(Work to be completed): All of the material should be reproduced exactly, with pictures left out.

## Start Extracted material

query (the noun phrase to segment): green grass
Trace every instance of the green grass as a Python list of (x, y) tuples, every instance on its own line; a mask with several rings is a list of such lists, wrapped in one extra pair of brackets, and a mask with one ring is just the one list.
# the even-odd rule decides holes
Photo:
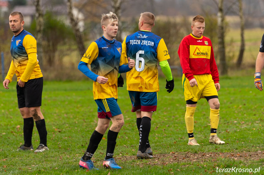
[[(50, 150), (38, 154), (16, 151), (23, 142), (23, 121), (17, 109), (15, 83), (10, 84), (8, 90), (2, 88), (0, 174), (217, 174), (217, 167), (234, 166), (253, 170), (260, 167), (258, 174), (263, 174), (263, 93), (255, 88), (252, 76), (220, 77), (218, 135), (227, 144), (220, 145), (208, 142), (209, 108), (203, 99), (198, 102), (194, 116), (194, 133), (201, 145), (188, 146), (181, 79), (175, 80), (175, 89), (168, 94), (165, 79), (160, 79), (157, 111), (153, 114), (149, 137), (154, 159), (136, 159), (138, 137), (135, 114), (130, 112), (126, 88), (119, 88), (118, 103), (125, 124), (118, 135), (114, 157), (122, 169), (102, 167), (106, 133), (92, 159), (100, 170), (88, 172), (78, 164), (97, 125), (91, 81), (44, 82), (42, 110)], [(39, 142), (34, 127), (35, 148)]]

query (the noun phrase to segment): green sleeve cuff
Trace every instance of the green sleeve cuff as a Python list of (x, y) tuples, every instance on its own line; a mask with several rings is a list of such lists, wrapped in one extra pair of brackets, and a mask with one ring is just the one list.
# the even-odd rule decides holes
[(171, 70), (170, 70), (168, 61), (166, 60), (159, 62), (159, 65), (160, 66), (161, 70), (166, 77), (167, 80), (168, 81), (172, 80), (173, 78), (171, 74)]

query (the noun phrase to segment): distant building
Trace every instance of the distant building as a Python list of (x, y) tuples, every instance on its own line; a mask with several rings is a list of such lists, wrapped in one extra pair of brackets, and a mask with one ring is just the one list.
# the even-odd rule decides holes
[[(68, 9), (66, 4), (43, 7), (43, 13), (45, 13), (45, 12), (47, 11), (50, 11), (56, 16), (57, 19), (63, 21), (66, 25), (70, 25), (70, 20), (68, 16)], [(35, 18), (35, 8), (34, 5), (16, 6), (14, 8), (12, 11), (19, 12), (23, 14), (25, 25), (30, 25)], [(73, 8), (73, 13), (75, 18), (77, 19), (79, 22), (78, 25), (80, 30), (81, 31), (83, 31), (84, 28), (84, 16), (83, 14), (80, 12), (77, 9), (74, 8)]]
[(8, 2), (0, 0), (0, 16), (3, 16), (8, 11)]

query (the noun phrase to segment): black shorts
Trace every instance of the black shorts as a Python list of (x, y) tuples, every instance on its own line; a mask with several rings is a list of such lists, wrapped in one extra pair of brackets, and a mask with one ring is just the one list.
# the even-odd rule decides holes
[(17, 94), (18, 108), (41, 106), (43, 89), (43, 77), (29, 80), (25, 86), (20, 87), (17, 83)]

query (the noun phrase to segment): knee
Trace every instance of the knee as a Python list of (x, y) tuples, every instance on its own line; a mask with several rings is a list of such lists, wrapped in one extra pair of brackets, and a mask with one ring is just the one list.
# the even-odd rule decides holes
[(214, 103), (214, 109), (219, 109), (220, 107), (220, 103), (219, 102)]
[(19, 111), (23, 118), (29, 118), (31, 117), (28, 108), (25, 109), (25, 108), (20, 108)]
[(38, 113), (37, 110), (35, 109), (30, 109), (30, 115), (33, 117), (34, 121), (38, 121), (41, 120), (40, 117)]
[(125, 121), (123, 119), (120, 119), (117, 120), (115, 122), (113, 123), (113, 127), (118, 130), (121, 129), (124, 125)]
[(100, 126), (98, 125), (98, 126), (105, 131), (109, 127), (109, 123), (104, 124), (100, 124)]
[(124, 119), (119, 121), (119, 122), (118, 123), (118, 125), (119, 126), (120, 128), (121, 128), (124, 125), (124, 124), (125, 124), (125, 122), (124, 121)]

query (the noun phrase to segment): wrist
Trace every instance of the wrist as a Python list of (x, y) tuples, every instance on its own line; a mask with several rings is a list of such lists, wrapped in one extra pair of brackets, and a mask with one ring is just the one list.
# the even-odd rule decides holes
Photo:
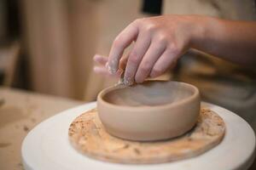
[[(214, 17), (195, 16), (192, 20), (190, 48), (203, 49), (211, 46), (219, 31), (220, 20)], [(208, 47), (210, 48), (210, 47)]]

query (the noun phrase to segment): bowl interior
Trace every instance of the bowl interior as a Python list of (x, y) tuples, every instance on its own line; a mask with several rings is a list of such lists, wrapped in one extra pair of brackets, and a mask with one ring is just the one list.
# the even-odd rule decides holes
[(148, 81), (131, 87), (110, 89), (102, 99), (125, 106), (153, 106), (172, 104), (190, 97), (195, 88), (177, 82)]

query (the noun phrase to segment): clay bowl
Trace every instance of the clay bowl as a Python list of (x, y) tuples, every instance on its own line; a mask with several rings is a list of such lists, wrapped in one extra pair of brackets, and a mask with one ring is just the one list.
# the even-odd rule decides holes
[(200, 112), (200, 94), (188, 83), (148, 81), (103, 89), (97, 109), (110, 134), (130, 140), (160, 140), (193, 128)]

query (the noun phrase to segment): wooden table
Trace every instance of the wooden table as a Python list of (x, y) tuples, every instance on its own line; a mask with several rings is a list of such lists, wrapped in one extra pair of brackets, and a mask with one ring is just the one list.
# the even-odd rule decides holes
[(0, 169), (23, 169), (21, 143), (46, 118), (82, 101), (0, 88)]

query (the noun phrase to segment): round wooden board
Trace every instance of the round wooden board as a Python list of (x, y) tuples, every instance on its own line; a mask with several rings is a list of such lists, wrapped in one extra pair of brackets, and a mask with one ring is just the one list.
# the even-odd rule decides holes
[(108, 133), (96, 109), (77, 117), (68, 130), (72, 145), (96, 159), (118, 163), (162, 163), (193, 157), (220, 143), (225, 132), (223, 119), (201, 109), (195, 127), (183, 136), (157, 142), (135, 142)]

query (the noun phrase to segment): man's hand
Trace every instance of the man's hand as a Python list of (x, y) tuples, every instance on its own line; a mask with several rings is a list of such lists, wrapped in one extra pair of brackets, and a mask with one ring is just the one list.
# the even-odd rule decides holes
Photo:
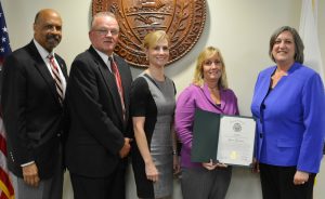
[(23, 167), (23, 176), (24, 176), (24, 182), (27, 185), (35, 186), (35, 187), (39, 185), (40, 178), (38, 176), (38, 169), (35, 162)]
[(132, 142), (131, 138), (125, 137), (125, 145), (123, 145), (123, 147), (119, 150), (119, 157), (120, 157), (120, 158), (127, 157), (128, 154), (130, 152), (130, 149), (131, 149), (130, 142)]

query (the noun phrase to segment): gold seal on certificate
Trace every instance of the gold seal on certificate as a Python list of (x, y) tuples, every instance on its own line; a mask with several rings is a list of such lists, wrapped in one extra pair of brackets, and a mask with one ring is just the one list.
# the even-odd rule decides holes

## End Extracted material

(Correct response):
query (the noun phrase to segment): green grass
Trace every instance of the green grass as a Python list of (x, y) tuples, every instance on its own line; a mask with several rings is a list of such lists, wrapped in one extra pair of brackets, and a mask with one ring is just the one list.
# the even-odd rule decides holes
Photo:
[[(50, 150), (38, 154), (16, 151), (23, 142), (23, 121), (17, 109), (15, 83), (10, 84), (8, 90), (2, 88), (0, 174), (217, 174), (217, 167), (234, 166), (253, 170), (260, 167), (258, 174), (263, 174), (263, 93), (255, 88), (252, 76), (220, 77), (218, 135), (227, 144), (220, 145), (208, 142), (209, 108), (203, 99), (198, 102), (194, 116), (194, 133), (201, 145), (188, 146), (181, 79), (175, 80), (175, 89), (168, 94), (165, 79), (160, 79), (157, 111), (153, 114), (149, 137), (154, 159), (136, 159), (138, 137), (135, 114), (130, 112), (126, 88), (119, 88), (118, 103), (125, 124), (118, 135), (114, 157), (122, 169), (102, 167), (106, 133), (92, 159), (100, 170), (88, 172), (78, 164), (97, 125), (91, 81), (44, 82), (42, 110)], [(39, 142), (34, 127), (35, 148)]]

query (the noun phrase to segment): green sleeve cuff
Trace every instance of the green sleeve cuff as a Python list of (x, y) tuples, every instance on its own line; a mask with several rings is a list of such lists, wrapped in one extra pair of brackets, and a mask with one ring is just the one list.
# the even-odd rule decides holes
[(171, 70), (170, 70), (168, 61), (166, 60), (159, 62), (159, 65), (160, 66), (161, 70), (166, 77), (167, 80), (168, 81), (172, 80), (173, 78), (171, 74)]

query (the noun phrase to segment): distant building
Trace every instance of the distant building as a Python list of (x, y) tuples, every instance on its own line; a mask with several rings is a list of such lists, wrapped in one extra pair of brackets, and a mask with one ring is just the one list.
# the even-odd rule decides holes
[[(68, 9), (66, 4), (43, 7), (43, 13), (45, 13), (45, 12), (47, 11), (50, 11), (56, 16), (57, 19), (63, 21), (66, 25), (70, 25), (70, 20), (68, 16)], [(35, 18), (35, 8), (34, 5), (16, 6), (14, 8), (12, 11), (19, 12), (23, 14), (25, 25), (30, 25)], [(73, 8), (73, 13), (75, 18), (77, 19), (79, 22), (78, 25), (80, 30), (81, 31), (83, 31), (84, 28), (84, 16), (83, 14), (80, 12), (77, 9), (74, 8)]]
[(8, 2), (0, 0), (0, 16), (3, 16), (8, 11)]

query (the noun phrase to segment): black shorts
Trace every instance of the black shorts as a Python list of (x, y) tuples, every instance on its own line; a mask with several rings is a list of such lists, wrapped in one extra pair of brackets, and a mask with one ring is just the one list.
# the even-odd rule decides holes
[(17, 94), (18, 108), (41, 106), (43, 89), (43, 77), (29, 80), (25, 86), (20, 87), (17, 83)]

query (the noun phrase to segment): knee
Trace every instance of the knee as a Python list of (x, y) tuples, every instance on its own line; a mask with several rings is a list of such lists, wrapped in one extra pair of brackets, and a mask with one ring is just the one list.
# the even-odd rule decides holes
[(214, 103), (214, 109), (219, 109), (220, 107), (220, 103), (219, 102)]
[(19, 111), (23, 118), (29, 118), (31, 117), (28, 108), (25, 109), (25, 108), (20, 108)]
[(38, 113), (37, 110), (35, 109), (30, 109), (30, 115), (33, 117), (34, 121), (38, 121), (41, 120), (40, 117)]
[(125, 121), (123, 119), (120, 119), (117, 120), (115, 122), (113, 123), (113, 127), (118, 130), (121, 129), (124, 125)]
[(100, 126), (98, 125), (98, 126), (105, 131), (109, 127), (109, 123), (104, 124), (100, 124)]
[(124, 119), (119, 121), (119, 122), (118, 123), (118, 125), (119, 126), (120, 128), (121, 128), (124, 125), (124, 124), (125, 124), (125, 122), (124, 121)]

query (the noun phrase to segment): wrist
Trace every instance of the wrist as a Python list of (x, y) tuples, every instance on its own line; a mask with several rings is a list of such lists, wrapped in one extra pair of brackets, and a mask with one ring is just the one list.
# the even-odd rule decides holes
Photo:
[[(214, 17), (195, 16), (192, 20), (190, 48), (203, 49), (211, 46), (219, 31), (220, 20)], [(208, 47), (210, 48), (210, 47)]]

query (the noun phrase to segment): bowl interior
Trace every instance of the bowl interior as a Python list of (x, y) tuples, every instance on its own line; a mask with several rings is a list of such lists, wrapped in one extra pair of brackets, and a mask with one ring is just the one list.
# the even-odd rule decides holes
[(148, 81), (131, 87), (110, 89), (102, 99), (125, 106), (153, 106), (172, 104), (190, 97), (195, 88), (177, 82)]

query (the noun phrase to segment): clay bowl
Trace every instance of the clay bowl as a Python list of (x, y) tuples, every instance on its own line; a mask with several rings is a list of such lists, wrapped in one extra pair of brackets, and a mask with one ring is just the one list.
# the even-odd rule decides holes
[(200, 112), (200, 94), (188, 83), (148, 81), (103, 89), (97, 109), (110, 134), (130, 140), (160, 140), (193, 128)]

query (the noun phrase to segment): wooden table
Trace every instance of the wooden table as a Python list of (x, y) tuples, every instance on its own line; a mask with several rings is a list of such lists, wrapped in one extra pair of brackets, and a mask with one ring is just the one list.
# the even-odd rule decides holes
[(0, 169), (23, 169), (21, 143), (46, 118), (82, 101), (0, 88)]

query (the noun phrase to segment): round wooden board
Trace every instance of the round wooden board as a Python list of (x, y) tuples, every instance on its own line; a mask with several rings is a list of such lists, wrapped in one extra pair of brackets, and a mask with one ring is just the one list.
# the even-odd rule decides holes
[(108, 133), (96, 109), (77, 117), (68, 130), (72, 145), (96, 159), (118, 163), (162, 163), (193, 157), (220, 143), (225, 132), (223, 119), (201, 109), (195, 127), (183, 136), (157, 142), (135, 142)]

query (the noun phrase to segment): man's hand
Trace every instance of the man's hand as a Python list of (x, y) tuples, every instance on its own line; a mask with several rings is a list of such lists, wrapped in one extra pair of brackets, and a mask with one ring is just the one list.
# the even-odd rule decides holes
Photo:
[(23, 167), (23, 176), (24, 176), (24, 182), (27, 185), (35, 186), (35, 187), (39, 185), (40, 178), (38, 176), (38, 169), (35, 162)]
[(132, 142), (131, 138), (125, 137), (125, 145), (123, 145), (123, 147), (119, 150), (119, 157), (120, 157), (120, 158), (127, 157), (128, 154), (130, 152), (130, 149), (131, 149), (130, 142)]

query (the noun phrase to segment): gold seal on certificate
Trace every instance of the gold seal on certificate as a Python list of (x, y) tuples, every instance on its own line; a mask with several rings is a list of such lists, wrapped in one extra pair of brackets, and a mask with one ring is just the one list.
# the even-odd rule decides holes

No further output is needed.